### PROVIDED DATA
== == ==
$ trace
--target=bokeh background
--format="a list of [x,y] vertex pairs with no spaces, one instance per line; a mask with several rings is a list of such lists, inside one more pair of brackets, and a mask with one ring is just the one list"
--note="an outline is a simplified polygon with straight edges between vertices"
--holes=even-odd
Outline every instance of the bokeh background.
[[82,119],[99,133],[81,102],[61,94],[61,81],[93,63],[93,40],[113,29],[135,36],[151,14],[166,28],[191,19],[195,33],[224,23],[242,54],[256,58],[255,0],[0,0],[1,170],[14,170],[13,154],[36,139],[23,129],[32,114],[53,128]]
== == ==
### SET EXERCISE
Please extract each line of the records above that contains the word "bokeh". Case counts.

### SOLUTION TO THIS TASK
--target=bokeh background
Outline every instance of the bokeh background.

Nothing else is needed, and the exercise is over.